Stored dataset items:
◇ ◇ ◇
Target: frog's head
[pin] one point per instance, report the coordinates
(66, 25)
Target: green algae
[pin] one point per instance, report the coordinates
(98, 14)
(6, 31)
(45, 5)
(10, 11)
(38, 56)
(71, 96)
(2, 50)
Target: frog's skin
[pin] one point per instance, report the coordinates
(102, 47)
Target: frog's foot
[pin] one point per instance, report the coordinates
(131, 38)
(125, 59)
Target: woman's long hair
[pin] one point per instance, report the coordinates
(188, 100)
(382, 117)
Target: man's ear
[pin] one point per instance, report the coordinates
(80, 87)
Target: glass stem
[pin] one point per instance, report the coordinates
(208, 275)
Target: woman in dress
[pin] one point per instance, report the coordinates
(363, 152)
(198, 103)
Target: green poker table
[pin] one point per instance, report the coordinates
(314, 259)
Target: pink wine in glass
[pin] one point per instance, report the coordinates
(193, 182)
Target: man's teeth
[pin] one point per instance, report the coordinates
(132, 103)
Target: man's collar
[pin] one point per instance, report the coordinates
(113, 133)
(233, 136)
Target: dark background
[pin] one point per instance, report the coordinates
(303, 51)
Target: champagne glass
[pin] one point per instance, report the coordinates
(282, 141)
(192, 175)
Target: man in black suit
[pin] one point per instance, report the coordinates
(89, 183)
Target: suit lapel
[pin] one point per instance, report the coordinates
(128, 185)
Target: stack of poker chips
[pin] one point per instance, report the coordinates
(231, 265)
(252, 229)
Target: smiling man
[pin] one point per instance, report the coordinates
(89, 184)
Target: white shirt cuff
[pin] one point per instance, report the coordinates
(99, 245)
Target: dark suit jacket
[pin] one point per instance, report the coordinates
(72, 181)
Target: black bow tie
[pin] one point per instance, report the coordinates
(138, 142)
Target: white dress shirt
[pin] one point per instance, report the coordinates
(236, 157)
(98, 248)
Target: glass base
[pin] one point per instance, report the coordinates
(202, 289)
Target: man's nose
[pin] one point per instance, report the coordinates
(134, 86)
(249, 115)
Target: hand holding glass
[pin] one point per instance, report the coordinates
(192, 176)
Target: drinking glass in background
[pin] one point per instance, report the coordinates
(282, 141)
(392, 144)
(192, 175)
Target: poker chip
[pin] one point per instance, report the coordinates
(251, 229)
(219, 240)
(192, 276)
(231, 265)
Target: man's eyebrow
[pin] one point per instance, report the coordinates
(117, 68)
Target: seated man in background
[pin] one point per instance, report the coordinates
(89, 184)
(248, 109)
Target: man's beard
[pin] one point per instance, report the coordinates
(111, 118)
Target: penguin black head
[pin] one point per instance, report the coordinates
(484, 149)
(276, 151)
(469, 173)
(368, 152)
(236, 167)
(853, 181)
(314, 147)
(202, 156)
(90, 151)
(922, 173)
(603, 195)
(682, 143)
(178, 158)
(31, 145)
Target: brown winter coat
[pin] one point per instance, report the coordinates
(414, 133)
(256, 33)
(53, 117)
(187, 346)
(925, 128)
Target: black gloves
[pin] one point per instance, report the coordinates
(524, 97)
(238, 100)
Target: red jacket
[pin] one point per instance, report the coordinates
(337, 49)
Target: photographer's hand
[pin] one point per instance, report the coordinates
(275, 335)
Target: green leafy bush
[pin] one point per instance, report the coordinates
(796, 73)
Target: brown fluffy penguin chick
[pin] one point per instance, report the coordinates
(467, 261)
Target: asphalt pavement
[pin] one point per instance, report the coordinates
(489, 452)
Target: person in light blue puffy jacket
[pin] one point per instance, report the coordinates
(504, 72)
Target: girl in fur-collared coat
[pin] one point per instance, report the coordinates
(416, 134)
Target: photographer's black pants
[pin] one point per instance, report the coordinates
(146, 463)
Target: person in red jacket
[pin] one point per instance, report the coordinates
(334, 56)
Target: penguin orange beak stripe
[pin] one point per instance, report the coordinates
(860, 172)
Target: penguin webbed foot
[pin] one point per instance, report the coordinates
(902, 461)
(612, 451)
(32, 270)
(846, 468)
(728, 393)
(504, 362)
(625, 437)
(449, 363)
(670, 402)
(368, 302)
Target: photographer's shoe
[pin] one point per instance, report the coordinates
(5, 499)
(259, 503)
◇ ◇ ◇
GOAL OF THE EXERCISE: The entries above hold the needed span. Transcribe exactly the lines from the one with "Target: frog's skin" to the one with "Target: drinking glass in background", both included.

RESULT OF THE EXERCISE:
Target: frog's skin
[pin] one point per instance, report the coordinates
(102, 47)
Target: frog's foot
[pin] one point per instance, report the coordinates
(131, 38)
(125, 59)
Target: woman's long hair
[pin] one point per instance, report the coordinates
(188, 100)
(382, 117)
Target: man's ear
[pin] one point per instance, report the coordinates
(80, 87)
Target: glass stem
[pin] one point per instance, report the coordinates
(208, 275)
Target: woman in dress
[pin] one point per instance, report the coordinates
(363, 152)
(198, 103)
Target: green poker table
[pin] one point per instance, report the coordinates
(314, 259)
Target: pink wine in glass
[pin] one point per instance, report the coordinates
(193, 182)
Target: man's teeth
[pin] one point per instance, report the coordinates
(132, 103)
Target: man's collar
[pin] one point per instance, report the coordinates
(113, 133)
(233, 136)
Target: dark background
[pin] one point per instance, report the coordinates
(303, 51)
Target: champagne glass
[pin] one point per instance, report the coordinates
(282, 141)
(192, 175)
Target: man in black suit
[pin] one point per instance, report the coordinates
(89, 183)
Target: suit lapel
[pin] one point per instance, report the coordinates
(128, 185)
Target: stack of poker chips
[pin] one point per instance, report the coordinates
(231, 265)
(252, 229)
Target: smiling man
[pin] one point per instance, report the coordinates
(89, 184)
Target: white shirt cuff
[pin] one point per instance, report the coordinates
(99, 245)
Target: dark suit jacket
[pin] one point per instance, report the coordinates
(72, 181)
Target: black bow tie
[pin] one point per instance, report the coordinates
(138, 142)
Target: white dress shirt
[pin] one point per instance, report the coordinates
(236, 157)
(98, 248)
Target: glass base
[pin] one point per instance, report the coordinates
(202, 289)
Target: man's nose
[pin] one point per instance, report the coordinates
(134, 86)
(249, 115)
Target: hand holding glass
[pin] one point per instance, report the coordinates
(192, 176)
Target: drinking glass in background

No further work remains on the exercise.